Цель упражнения: Продолжите текст о въезде госпиталя в Москву утром 16 октября, начав сразу после его последнего предложения.

В первую же ночь после Калуги было происшествие очень странного и страшноватого свойства – арестовали Татьяну Ивановну, нашу старшую операционную сестру. Она была из Череповца, работала в гинекологии.
Хаминов комментировал скупо:
– За язык.
Так и было – много разговоров вели во время переездов, Татьяна высказывалась резко, порочила Сталина, НКВД. Мне это импонировало, но помнил о дяде Павле и сам осторожничал. И вот, пожалуйста. Теперь обнаружилось, что представитель «Особого отдела» периодически появляется в госпитале. А я-то думал – отступились на время войны, дадут вздохнуть. Оказалось, даже за нами следят. Кто-то Татьяну продал.
Да, забыл написать, еще в августе зачитывали приказ Сталина о предателях из штаба какой-то армии, включая и командующего: всех расстрелять.
…Утром 16 октября через Калужскую заставу въезжаем в Москву.
При входе в город встретили батальон ополчения, идущий защищать столицу, длинная колонна пожилых мужчин в новых, еще не обмятых шинелях. Идут не в ногу. В последнем ряду шагают сестрички.
Это был самый страшный день для Москвы. Накануне разнесся слух: город сдают.
Началась паника – закрылись заводы, учреждения, прекратилась торговля. Все кто мог, стали собираться бежать от немцев, а многие уже и побежали. Магазины закрыты. Жалюзи опущены на витрины. Народ суетится
около домов. Связываются пожитки, укладываются на тачки, на детские коляски.Кое-где грузятся машины, выносят из квартир даже мебель. Около стоят женщины и смотрят с завистью: «Небось начальники бегут».

Данные для проверки:
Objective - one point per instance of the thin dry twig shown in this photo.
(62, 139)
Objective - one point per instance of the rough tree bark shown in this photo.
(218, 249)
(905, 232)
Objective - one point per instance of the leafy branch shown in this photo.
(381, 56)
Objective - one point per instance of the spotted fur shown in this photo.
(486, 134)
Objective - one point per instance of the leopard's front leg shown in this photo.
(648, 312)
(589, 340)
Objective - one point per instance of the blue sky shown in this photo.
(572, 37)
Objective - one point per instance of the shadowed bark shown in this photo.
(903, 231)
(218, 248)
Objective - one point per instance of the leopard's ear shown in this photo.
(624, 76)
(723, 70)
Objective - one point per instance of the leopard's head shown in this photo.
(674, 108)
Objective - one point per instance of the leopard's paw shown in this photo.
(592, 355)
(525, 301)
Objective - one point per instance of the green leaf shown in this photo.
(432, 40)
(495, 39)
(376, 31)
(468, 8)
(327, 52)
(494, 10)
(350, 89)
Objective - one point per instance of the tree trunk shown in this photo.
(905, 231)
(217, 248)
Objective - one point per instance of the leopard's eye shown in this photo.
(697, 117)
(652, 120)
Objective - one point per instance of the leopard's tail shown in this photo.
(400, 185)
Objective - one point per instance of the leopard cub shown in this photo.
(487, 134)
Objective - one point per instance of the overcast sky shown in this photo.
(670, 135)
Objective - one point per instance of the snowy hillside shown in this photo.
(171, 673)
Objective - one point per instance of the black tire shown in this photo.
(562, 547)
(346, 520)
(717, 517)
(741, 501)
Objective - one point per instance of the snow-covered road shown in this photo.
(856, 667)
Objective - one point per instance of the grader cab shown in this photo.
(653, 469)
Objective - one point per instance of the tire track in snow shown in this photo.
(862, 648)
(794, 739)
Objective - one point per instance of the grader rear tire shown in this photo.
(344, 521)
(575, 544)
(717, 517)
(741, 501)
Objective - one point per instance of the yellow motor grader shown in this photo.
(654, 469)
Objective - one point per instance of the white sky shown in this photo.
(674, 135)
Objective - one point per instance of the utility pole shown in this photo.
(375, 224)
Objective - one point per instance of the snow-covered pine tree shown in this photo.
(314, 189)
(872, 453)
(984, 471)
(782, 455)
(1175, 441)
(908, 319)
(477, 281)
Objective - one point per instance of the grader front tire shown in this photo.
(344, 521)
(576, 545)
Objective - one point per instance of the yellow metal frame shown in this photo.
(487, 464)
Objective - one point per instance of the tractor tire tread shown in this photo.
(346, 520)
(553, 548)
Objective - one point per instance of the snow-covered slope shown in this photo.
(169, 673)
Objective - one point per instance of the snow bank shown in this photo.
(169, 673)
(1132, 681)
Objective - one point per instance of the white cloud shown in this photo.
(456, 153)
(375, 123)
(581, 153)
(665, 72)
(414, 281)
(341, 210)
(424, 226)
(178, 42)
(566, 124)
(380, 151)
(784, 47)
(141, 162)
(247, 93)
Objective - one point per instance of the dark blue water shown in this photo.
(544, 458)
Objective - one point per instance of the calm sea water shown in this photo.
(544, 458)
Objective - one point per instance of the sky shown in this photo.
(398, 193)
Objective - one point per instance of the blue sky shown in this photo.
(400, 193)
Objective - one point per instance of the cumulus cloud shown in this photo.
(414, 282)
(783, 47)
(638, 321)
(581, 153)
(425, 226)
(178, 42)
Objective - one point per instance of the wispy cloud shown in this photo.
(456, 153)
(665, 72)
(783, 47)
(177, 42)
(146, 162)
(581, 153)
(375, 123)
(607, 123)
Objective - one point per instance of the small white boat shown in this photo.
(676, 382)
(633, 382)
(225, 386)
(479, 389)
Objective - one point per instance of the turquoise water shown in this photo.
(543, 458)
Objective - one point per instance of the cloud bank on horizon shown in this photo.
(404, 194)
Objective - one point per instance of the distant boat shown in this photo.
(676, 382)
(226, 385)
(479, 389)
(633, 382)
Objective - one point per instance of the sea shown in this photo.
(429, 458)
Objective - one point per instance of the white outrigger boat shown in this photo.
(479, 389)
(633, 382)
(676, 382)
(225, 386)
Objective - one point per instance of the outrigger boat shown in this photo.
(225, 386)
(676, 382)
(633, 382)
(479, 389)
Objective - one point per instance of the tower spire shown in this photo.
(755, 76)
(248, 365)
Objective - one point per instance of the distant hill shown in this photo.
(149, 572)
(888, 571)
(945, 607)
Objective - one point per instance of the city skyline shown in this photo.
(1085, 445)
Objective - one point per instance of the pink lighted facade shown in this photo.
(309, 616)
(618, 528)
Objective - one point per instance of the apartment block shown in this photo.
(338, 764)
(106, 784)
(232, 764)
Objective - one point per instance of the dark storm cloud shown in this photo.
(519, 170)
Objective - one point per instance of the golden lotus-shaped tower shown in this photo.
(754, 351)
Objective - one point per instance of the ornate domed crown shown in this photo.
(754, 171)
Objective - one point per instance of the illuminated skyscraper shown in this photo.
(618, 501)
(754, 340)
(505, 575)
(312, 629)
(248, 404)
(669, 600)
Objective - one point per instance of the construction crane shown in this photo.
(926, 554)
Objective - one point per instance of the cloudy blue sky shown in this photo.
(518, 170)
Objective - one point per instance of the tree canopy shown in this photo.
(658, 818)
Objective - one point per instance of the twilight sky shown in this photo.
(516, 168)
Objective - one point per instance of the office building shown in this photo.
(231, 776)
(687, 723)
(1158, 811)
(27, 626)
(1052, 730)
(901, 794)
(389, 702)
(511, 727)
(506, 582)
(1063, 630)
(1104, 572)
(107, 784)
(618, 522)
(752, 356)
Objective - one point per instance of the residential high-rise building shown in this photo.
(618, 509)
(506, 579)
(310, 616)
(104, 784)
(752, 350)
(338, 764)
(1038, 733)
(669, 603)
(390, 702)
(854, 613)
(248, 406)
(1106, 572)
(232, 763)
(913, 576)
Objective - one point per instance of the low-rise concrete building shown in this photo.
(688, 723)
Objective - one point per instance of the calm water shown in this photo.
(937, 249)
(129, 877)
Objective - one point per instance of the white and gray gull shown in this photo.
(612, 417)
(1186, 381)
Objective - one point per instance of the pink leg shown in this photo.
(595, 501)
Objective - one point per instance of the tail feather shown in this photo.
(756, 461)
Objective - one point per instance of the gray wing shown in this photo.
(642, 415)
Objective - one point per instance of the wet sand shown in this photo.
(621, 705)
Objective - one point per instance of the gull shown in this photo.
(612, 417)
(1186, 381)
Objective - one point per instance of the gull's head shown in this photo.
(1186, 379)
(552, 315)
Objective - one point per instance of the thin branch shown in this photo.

Ваш ответ:
В одиннадцать часов изо всех рупоров раздались позывные и было объявлено о речи секретаря ЦК и МГК партии А. С. Щербакова. Мы выслушали ее на ходу.
Щербаков объяснил сложность обстановки на подступах к Москве. Опроверг ложные слухи: «За Москву будем драться упорно, ожесточенно, до последней капли крови». «Прекратить панику, начинать работать, открыть магазины. Паникеров привлекать к суровой…» и т. д.
Мы вздохнули с облегчением. Значит, еще не все потеряно.
Проехали краешком Москвы на Рязанское шоссе и потянулись на восток, на Люберцы. Там будем ночевать. А куда потом? Не знаем.
Газета «Правда» за 16 октября: «Враг угрожает Москве». «Положение на Западном направлении ухудшилось».
С Хаминовым решили – за Урал не пойдем. Дезертируем в Устюг.
Егорьевск. Гипсы
Мы остановились в Егорьевске, почти сто километров за Москву. Объявилось начальство. Оказывается, мы, ППГ-2266, вышли из отступления с честью, имущество почти все вывезли, раненых эвакуировали. Что много разбежалось, об этом не упоминаем.
ПЭП перешел во фронтовое подчинение, потому что наша 28-я армия перестала существовать. Где санотдел, пока неизвестно.
Учитывая наши заслуги, нас повысили – будем выполнять функции госпиталя для раненых средней тяжести.
Здание эвакогоспиталя, что мы получили, было рассчитано на 300 коек, в трехэтажной школе. Все сделано по высшему классу.
Бочаров обучал нас глухому («Юдинскому») гипсу. Это очень смущало – как так, гипс прямо на обнаженную рану? Оказывается, писали в хирургических журналах после финской о глухом гипсе.
История у него давняя и источники русские. От Пирогова, с Кавказской войны.
Преимущества для лечения переломов: обломки не могут сместиться, правильно и быстро срастаются, раненый может ходить, наступая на ногу, нет атрофии мышц. Но для раны сомнительно. Не верю, что микробы погибают в гное, который медленно просыхает через гипс, а наблюдать за раной невозможно – вдруг флегмона, гнойные затеки, газовая, сепсис?
Техника гипсовой повязки очень важна. Юдинцы применяли строго стандартизованную методу, ее легко освоить.
Мы уже обучились накладывать повязки на голень, предплечье и плечо. Первым гипсую я сам, потом – Канский, потом сестры.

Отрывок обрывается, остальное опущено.